*EXERCISE 1:*
Could you reproduce the stretch of the blower vibration monitoring text below from "Technical Considerations" through "or hard-to-reach areas."?

*QUOTED TEXT:*
— Start —
Blowers Vibration Monitoring & Analysis

Technical Considerations

• Advanced Wireless Connectivity: The AirVibe's use of the LoRaWAN Protocol enables long-range, wireless data transmission, up to 10 miles with line of sight and 1 mile without. This feature is particularly valuable for blowers situated in expansive industrial complexes or hard-to-reach areas.
• Enhanced Battery Life: The design of the AirVibe, which separates the battery from the heat source, extends the battery life to over 4 years. This is a significant advantage, reducing the need for frequent maintenance checks and battery replacements.
• Real-Time Data Transmission: Continuous data transmission capabilities ensure real-time monitoring of blowers, allowing for immediate identification and response to potential issues or anomalies.
• Integration with TriVibe Technology: Building on the TriVibe technology, the AirVibe sensor ensures high-resolution vibration data and customizable output, essential for detailed analysis of blower performance.

Financial Considerations

• Minimizing Downtime Costs: The ability of the AirVibe sensor to provide real-time data enables predictive maintenance, significantly reducing the likelihood of unscheduled downtimes, which are often costly in terms of both repairs and lost productivity.
• Operational Savings: The long battery life and wireless nature of the sensor reduce the need for routine maintenance interventions, translating into long-term operational savings.
— End —
*EXERCISE 2:*
Which lines of the records below contain the word "tongue"? Locate each one and copy it in full.

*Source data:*
— Start —
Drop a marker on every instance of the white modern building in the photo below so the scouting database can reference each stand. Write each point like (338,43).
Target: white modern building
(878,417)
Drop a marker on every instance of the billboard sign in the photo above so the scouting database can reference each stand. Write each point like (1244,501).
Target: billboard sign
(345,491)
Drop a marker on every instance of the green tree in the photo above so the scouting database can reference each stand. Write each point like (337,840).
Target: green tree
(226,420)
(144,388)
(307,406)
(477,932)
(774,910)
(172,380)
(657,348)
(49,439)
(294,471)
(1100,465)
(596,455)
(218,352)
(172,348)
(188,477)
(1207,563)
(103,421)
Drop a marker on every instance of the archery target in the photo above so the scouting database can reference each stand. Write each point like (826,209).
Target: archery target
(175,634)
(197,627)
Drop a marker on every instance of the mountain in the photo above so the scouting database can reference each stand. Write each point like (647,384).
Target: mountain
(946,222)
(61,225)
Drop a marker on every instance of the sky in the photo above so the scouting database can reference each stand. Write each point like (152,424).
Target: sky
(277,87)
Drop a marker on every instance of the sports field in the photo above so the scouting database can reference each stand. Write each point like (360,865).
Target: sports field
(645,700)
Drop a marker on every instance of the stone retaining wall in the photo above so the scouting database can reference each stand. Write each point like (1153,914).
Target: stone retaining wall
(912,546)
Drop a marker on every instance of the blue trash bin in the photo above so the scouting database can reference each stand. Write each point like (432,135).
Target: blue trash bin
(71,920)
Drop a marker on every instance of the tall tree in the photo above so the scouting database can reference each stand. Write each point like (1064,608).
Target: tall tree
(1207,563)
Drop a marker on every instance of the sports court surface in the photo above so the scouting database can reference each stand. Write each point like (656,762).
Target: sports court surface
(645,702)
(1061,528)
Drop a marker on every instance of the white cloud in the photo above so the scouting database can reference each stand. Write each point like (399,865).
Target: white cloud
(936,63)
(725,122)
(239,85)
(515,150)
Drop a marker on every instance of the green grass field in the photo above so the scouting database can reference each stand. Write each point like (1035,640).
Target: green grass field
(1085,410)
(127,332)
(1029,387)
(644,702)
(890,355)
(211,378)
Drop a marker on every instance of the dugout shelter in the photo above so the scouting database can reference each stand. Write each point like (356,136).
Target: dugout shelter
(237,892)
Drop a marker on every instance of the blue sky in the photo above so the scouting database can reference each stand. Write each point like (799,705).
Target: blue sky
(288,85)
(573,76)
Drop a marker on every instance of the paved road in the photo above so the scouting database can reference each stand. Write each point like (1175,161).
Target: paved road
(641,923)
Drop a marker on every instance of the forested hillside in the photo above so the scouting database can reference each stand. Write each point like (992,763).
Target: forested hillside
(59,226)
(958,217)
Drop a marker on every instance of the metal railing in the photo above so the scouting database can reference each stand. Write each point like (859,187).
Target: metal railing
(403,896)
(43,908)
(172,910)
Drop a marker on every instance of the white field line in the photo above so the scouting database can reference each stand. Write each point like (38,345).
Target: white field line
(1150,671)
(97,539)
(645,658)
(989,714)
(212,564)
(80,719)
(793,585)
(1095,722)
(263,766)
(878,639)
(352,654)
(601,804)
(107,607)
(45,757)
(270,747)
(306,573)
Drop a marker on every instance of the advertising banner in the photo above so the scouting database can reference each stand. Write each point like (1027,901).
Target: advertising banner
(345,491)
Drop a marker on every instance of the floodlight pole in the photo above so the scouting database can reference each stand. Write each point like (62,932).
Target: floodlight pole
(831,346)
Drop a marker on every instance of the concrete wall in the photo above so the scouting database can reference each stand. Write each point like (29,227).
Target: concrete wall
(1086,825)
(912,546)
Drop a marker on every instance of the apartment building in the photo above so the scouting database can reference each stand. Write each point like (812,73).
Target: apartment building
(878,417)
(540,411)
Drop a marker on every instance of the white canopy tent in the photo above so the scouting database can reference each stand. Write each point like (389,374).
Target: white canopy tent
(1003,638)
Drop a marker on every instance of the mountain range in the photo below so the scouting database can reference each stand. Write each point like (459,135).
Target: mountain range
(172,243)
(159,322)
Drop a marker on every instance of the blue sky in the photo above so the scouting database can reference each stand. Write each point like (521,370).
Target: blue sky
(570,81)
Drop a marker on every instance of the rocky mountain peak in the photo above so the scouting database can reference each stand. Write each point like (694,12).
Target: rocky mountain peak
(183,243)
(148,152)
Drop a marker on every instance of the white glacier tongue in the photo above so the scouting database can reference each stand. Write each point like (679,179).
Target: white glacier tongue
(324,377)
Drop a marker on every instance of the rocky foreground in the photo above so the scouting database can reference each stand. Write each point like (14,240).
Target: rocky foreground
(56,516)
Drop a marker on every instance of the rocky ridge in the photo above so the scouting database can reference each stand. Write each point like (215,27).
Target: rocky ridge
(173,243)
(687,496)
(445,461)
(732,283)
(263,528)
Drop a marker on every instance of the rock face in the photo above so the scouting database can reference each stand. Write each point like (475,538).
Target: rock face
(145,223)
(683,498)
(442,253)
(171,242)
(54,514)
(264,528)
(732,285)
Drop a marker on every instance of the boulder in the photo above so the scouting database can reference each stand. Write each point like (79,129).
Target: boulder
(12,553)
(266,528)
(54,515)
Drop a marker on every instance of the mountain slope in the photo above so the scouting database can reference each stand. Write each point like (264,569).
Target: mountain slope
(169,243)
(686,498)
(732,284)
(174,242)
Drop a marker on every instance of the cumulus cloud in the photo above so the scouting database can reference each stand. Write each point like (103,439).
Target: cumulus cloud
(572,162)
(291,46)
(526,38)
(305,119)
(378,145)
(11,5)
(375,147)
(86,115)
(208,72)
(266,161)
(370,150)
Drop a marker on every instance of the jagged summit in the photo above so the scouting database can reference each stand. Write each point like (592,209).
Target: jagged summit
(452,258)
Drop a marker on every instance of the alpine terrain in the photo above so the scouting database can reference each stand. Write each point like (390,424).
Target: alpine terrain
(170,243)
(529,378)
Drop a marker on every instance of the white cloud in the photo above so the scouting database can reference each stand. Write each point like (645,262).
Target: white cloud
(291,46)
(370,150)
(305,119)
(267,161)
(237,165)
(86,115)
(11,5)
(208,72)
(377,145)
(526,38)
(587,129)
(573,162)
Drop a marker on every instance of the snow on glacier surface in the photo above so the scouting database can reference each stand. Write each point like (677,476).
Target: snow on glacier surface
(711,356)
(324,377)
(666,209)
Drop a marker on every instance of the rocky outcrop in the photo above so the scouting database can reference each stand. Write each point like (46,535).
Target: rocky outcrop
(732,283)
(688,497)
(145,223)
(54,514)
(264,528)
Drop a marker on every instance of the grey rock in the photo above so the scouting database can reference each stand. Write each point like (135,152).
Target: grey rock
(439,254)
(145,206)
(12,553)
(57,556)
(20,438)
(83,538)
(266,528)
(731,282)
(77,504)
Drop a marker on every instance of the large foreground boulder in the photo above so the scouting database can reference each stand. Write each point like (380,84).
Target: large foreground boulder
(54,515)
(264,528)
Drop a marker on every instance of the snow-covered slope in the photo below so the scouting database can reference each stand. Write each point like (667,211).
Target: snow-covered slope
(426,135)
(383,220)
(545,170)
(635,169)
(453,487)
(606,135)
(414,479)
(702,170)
— End —
*ANSWER 1:*
Technical Considerations

• Advanced Wireless Connectivity: The AirVibe's use of the LoRaWAN Protocol enables long-range, wireless data transmission, up to 10 miles with line of sight and 1 mile without. This feature is particularly valuable for blowers situated in expansive industrial complexes or hard-to-reach areas.

*ANSWER 2:*
Drop a marker on every instance of the white glacier tongue in the photo above so the scouting database can reference each stand. Write each point like (679,179).
Target: white glacier tongue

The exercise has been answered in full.